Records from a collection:
[start]

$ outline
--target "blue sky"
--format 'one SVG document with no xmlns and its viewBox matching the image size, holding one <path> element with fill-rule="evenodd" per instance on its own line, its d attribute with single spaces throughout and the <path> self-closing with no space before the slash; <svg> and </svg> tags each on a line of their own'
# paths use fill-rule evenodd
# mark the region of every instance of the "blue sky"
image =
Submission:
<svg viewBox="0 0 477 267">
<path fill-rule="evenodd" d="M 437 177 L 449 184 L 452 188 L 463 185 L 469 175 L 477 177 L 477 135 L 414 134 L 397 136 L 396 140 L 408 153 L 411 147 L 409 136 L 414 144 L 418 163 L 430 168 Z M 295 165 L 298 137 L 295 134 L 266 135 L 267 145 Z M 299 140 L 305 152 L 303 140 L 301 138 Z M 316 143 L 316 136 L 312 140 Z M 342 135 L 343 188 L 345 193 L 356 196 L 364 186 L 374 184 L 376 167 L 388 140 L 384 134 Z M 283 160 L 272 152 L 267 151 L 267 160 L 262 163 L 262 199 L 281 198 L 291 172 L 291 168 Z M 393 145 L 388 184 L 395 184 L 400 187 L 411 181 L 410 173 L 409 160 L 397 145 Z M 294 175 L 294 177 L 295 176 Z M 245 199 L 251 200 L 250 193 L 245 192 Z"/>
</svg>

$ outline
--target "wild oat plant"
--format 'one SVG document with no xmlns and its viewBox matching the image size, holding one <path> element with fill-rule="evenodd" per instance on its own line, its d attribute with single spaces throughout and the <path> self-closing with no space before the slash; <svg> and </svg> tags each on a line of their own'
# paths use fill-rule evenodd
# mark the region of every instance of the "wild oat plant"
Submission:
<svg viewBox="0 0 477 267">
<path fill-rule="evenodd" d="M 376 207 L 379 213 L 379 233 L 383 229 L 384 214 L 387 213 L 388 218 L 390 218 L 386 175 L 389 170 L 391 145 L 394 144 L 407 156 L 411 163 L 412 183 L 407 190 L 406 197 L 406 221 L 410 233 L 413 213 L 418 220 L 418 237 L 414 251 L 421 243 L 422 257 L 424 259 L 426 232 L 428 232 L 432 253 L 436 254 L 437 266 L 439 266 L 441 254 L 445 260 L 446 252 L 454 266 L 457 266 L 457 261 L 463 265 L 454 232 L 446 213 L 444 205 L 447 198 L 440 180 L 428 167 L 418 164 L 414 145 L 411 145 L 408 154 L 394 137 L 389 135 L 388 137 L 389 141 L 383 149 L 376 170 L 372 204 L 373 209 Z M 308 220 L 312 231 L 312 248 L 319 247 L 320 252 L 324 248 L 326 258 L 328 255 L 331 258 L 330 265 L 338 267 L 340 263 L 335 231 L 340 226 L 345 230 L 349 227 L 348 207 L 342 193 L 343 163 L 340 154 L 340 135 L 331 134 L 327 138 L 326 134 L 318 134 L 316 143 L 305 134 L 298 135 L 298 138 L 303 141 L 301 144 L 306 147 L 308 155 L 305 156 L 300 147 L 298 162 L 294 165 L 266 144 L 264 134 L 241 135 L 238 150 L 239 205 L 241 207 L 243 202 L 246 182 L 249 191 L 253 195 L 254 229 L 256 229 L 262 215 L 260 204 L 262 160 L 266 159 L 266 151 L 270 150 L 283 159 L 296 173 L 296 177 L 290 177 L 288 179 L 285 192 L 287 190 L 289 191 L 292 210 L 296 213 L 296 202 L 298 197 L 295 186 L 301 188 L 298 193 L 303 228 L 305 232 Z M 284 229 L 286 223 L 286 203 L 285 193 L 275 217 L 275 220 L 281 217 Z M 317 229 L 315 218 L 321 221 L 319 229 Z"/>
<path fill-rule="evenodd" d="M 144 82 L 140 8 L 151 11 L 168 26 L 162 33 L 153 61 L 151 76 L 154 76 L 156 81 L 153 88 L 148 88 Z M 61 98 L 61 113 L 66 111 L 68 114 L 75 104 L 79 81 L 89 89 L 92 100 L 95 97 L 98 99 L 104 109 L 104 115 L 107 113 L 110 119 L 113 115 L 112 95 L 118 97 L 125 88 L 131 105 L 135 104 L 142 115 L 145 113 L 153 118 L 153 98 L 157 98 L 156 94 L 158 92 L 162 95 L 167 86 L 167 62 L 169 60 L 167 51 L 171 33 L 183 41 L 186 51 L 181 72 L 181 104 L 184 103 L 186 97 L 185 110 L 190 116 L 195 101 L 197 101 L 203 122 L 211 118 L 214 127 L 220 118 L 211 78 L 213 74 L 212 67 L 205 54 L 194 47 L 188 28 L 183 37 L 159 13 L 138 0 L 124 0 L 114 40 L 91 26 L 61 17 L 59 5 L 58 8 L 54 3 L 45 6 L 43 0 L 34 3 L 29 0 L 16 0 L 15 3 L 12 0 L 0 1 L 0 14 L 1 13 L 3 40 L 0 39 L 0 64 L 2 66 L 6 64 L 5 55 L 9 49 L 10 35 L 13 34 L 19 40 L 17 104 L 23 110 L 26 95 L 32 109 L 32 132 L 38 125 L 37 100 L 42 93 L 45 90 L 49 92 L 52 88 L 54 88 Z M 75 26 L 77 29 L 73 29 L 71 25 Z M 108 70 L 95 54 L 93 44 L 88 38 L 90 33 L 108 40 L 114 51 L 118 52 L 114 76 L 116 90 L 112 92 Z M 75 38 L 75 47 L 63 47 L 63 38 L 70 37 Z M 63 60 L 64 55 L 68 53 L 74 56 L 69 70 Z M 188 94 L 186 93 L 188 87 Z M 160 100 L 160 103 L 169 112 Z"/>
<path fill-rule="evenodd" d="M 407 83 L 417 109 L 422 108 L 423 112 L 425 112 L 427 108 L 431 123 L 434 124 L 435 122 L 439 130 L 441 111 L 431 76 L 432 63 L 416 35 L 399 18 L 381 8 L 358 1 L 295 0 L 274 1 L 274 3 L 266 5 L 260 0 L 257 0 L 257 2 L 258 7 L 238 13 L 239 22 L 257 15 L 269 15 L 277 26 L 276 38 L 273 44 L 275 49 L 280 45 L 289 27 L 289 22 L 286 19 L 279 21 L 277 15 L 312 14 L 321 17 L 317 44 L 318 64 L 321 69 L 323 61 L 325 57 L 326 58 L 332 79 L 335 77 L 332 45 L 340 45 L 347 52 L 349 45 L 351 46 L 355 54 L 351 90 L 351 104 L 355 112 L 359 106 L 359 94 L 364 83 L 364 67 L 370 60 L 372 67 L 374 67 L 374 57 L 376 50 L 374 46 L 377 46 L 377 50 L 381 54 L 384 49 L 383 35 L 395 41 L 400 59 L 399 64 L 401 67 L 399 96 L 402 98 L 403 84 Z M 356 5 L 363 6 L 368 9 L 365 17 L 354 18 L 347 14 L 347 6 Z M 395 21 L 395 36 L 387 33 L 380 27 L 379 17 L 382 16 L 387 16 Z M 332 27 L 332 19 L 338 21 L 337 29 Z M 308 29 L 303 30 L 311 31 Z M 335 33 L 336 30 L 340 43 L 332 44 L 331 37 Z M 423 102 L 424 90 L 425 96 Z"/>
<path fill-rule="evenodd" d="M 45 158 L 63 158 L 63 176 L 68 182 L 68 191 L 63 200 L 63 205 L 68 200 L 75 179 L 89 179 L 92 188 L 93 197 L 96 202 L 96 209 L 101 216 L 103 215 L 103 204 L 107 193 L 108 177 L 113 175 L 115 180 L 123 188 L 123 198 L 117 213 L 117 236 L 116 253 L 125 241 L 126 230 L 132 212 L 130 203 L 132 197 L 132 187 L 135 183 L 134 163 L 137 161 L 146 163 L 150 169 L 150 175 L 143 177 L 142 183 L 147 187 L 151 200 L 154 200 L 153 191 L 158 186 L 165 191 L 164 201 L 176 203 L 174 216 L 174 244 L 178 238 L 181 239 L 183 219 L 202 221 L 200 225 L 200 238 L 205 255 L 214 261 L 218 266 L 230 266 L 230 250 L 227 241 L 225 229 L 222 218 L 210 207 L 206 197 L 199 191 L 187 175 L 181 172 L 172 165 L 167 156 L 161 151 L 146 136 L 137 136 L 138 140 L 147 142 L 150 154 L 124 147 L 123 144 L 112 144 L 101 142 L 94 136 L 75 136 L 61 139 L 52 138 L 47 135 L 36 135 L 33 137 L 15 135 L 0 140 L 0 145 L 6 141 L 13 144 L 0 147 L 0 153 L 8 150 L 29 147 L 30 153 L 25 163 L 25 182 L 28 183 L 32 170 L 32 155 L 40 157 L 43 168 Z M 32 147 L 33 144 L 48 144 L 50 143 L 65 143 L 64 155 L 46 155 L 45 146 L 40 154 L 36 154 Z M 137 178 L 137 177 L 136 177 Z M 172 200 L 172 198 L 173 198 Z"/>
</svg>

[end]

*Problem description:*
Identify each line in the entries above that contains the string "blue", and copy those lines in full. Case counts when matching.

*Complete output:*
--target "blue sky"
# mark the region of every instance of the "blue sky"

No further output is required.